**Task goal**
All of the lines below should be printed again exactly as they are.

**Supplied material**
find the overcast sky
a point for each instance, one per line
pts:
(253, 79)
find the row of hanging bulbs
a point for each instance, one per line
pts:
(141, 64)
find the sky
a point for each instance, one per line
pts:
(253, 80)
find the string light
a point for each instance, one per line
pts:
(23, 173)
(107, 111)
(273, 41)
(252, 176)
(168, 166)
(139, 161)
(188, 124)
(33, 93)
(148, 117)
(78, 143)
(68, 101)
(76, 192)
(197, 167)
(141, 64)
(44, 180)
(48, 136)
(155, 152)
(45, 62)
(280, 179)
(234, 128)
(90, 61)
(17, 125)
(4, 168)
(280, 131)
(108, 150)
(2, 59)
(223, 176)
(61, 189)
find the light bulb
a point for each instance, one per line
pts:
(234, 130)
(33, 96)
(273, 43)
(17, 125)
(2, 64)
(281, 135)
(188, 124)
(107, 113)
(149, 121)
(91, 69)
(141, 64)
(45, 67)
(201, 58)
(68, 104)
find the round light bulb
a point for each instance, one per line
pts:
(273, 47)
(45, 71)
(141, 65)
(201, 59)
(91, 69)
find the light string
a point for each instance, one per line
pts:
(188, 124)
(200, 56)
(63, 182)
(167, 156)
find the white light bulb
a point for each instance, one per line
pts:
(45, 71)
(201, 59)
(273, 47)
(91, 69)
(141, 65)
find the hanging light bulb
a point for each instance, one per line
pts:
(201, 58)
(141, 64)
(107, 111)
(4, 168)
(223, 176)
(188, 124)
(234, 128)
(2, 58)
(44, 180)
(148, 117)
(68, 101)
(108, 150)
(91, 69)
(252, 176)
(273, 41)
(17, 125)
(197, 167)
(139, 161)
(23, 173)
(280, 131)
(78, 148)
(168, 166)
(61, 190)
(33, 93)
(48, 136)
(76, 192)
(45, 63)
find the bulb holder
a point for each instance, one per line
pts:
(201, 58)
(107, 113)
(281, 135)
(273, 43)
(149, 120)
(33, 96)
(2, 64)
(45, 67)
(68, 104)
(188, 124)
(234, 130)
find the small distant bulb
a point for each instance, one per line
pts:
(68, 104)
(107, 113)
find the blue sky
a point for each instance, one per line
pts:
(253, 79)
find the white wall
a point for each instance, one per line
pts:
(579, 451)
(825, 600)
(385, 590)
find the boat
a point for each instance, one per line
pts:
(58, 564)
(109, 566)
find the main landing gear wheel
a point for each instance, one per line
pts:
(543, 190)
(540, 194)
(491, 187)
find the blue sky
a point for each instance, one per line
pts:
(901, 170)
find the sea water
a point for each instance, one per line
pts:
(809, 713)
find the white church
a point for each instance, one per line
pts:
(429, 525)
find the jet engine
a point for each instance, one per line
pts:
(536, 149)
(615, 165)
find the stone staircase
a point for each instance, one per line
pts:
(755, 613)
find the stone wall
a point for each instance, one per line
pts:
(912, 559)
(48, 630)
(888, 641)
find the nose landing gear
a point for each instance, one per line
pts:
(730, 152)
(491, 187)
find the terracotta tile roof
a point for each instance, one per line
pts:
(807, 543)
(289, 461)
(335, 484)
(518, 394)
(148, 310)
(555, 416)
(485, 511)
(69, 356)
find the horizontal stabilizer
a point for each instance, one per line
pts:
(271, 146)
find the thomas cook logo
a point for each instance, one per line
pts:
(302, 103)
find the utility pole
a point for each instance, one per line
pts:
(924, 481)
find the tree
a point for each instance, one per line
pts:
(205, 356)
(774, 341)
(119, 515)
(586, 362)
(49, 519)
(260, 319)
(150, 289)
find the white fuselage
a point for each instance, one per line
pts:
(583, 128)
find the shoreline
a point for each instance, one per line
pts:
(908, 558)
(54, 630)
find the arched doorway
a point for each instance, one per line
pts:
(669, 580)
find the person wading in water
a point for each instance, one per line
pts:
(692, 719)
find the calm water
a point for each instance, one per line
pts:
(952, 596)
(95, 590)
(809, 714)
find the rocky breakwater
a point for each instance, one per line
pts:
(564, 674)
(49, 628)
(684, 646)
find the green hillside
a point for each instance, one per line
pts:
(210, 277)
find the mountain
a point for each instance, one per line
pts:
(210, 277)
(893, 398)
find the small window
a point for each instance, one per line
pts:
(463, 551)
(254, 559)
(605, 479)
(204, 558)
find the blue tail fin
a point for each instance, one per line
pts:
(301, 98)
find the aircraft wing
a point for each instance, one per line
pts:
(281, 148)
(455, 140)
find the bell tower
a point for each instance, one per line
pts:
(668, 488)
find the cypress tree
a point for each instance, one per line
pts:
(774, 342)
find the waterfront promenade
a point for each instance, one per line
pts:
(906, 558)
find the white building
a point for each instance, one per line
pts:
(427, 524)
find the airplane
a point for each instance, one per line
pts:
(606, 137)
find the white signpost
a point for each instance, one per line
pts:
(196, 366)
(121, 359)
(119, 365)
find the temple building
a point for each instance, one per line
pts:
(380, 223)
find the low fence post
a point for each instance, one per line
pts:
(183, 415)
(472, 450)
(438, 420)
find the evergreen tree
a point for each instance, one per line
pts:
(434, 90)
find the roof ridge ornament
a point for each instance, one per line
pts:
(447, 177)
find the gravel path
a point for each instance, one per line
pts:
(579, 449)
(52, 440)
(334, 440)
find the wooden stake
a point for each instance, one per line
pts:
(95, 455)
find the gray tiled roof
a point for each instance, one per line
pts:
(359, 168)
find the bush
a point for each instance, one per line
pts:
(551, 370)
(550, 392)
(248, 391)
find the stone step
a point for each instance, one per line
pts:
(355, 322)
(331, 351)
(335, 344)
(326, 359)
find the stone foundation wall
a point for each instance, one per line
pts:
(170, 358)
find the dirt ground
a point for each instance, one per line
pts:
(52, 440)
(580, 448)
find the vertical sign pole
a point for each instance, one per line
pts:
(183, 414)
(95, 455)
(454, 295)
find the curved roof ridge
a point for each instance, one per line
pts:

**Result of this task**
find the overcast sky
a point for each instance, one per line
pts:
(253, 79)
find the row of hanging bulbs
a point for each instance, one per line
pts:
(141, 64)
find the sky
a point for each instance, one per line
pts:
(253, 80)
find the string light
a point for each instance, one per line
pts:
(23, 173)
(107, 111)
(273, 41)
(252, 176)
(168, 166)
(139, 161)
(188, 124)
(33, 93)
(148, 117)
(78, 143)
(68, 101)
(76, 192)
(197, 167)
(141, 64)
(44, 180)
(48, 136)
(155, 152)
(45, 62)
(280, 179)
(234, 128)
(90, 61)
(17, 125)
(4, 168)
(280, 131)
(108, 150)
(2, 59)
(223, 176)
(61, 189)
find the light bulb
a point for each instance, one per line
pts:
(234, 130)
(33, 96)
(273, 43)
(17, 125)
(2, 64)
(281, 135)
(188, 124)
(107, 113)
(149, 121)
(91, 69)
(141, 64)
(45, 67)
(201, 58)
(68, 104)
find the round light bulb
a point for each instance, one per line
pts:
(273, 47)
(45, 71)
(141, 65)
(201, 59)
(91, 69)
find the light string
a point for each instance, one per line
pts:
(188, 124)
(200, 56)
(63, 182)
(167, 156)
find the white light bulb
a point for each instance, one per line
pts:
(45, 71)
(201, 59)
(273, 47)
(91, 69)
(141, 65)
find the hanging light bulb
a point for each instance, one per line
pts:
(201, 58)
(141, 64)
(107, 111)
(4, 168)
(223, 176)
(188, 124)
(234, 128)
(2, 58)
(44, 180)
(148, 117)
(68, 101)
(108, 150)
(91, 69)
(252, 176)
(273, 41)
(17, 125)
(197, 167)
(139, 161)
(23, 173)
(280, 131)
(78, 148)
(168, 166)
(61, 190)
(33, 93)
(48, 136)
(76, 192)
(45, 63)
find the bulb holder
a point for each instance, one per line
pts:
(201, 58)
(107, 113)
(281, 135)
(273, 43)
(149, 120)
(33, 96)
(2, 64)
(45, 67)
(68, 104)
(188, 124)
(234, 130)
find the small distant bulb
a point for each instance, one per line
pts:
(68, 104)
(107, 113)
find the blue sky
a point for each instance, one per line
pts:
(253, 79)
find the white wall
a point for each instance, one per line
pts:
(579, 451)
(825, 600)
(385, 590)
find the boat
a point for each instance, one per line
pts:
(58, 564)
(109, 566)
find the main landing gear wheel
a point for each instance, one per line
pts:
(543, 190)
(540, 194)
(491, 187)
find the blue sky
a point for each instance, one per line
pts:
(901, 170)
find the sea water
a point for each instance, one per line
pts:
(809, 713)
find the white church
a point for each instance, one per line
pts:
(429, 525)
find the jet engine
a point for each instance, one per line
pts:
(536, 149)
(615, 165)
find the stone staircase
a point for each instance, one per line
pts:
(755, 613)
find the stone wall
a point for each instance, one per line
pts:
(912, 559)
(48, 630)
(888, 641)
find the nose landing gear
a point for each instance, one per line
pts:
(730, 152)
(491, 187)
find the terracotta tile roof
a point for each instance, one per line
pts:
(807, 543)
(289, 461)
(335, 484)
(518, 394)
(148, 310)
(555, 416)
(485, 511)
(69, 356)
find the horizontal stabilizer
a point for each instance, one per line
pts:
(271, 146)
find the thomas cook logo
a point for each instance, one per line
pts:
(302, 103)
find the utility pole
a point for each instance, one per line
pts:
(924, 481)
find the tree
a point for each instance, one per line
pts:
(205, 356)
(774, 341)
(119, 515)
(586, 362)
(49, 519)
(260, 319)
(150, 289)
find the white fuselage
a point for each instance, one per line
pts:
(583, 128)
find the shoreline
a point for each instance, one per line
pts:
(908, 558)
(54, 630)
find the arched doorway
a point for each instance, one per line
pts:
(669, 580)
find the person wading in water
a point for each instance, one per line
pts:
(692, 719)
find the calm water
a point for each instance, one per line
pts:
(952, 596)
(95, 590)
(809, 714)
find the rocky breakwater
a point for each instance, one per line
pts:
(564, 674)
(49, 628)
(684, 646)
find the green hillside
a point for each instance, one per line
pts:
(210, 277)
find the mountain
a point for each instance, one per line
pts:
(210, 277)
(893, 398)
find the small window
a point for each instance, one per line
pts:
(463, 551)
(254, 559)
(605, 479)
(204, 558)
find the blue tail fin
a point for each instance, one per line
pts:
(301, 98)
find the aircraft wing
a point for each instance, one per line
pts:
(281, 148)
(455, 140)
find the bell tower
a point for each instance, one per line
pts:
(668, 488)
find the cypress tree
a point for each instance, one per line
pts:
(774, 342)
find the waterfront promenade
a point for each instance, one per line
pts:
(906, 558)
find the white building
a point for each instance, one per line
pts:
(427, 524)
find the airplane
a point for each instance, one per line
pts:
(606, 137)
find the white signpost
a point for each instance, one per line
pts:
(196, 366)
(121, 359)
(119, 365)
find the temple building
a point for each instance, one per line
pts:
(380, 223)
find the low fence post
a point for each instance, one per line
pts:
(183, 415)
(472, 450)
(438, 420)
find the evergreen tree
a point for each instance, one per line
pts:
(434, 90)
find the roof ridge ornament
a point for each instance, one per line
pts:
(447, 177)
find the gravel path
a point for each instance, one per line
pts:
(579, 449)
(52, 440)
(334, 440)
find the wooden stake
a point for each instance, one per line
pts:
(95, 455)
find the gray tiled roof
a point for each instance, one per line
pts:
(359, 168)
find the bush
a point for each instance, one per line
pts:
(551, 370)
(550, 392)
(248, 391)
find the stone step
a point for each instance, one per line
pts:
(355, 322)
(331, 351)
(335, 344)
(326, 359)
find the stone foundation wall
a point for each instance, one per line
pts:
(170, 358)
find the dirt ground
a point for each instance, one per line
pts:
(52, 440)
(580, 448)
find the vertical sign pole
a point for each instance, one per line
pts:
(183, 414)
(95, 455)
(454, 295)
find the curved roof ridge
a point for each instance, one per line
pts:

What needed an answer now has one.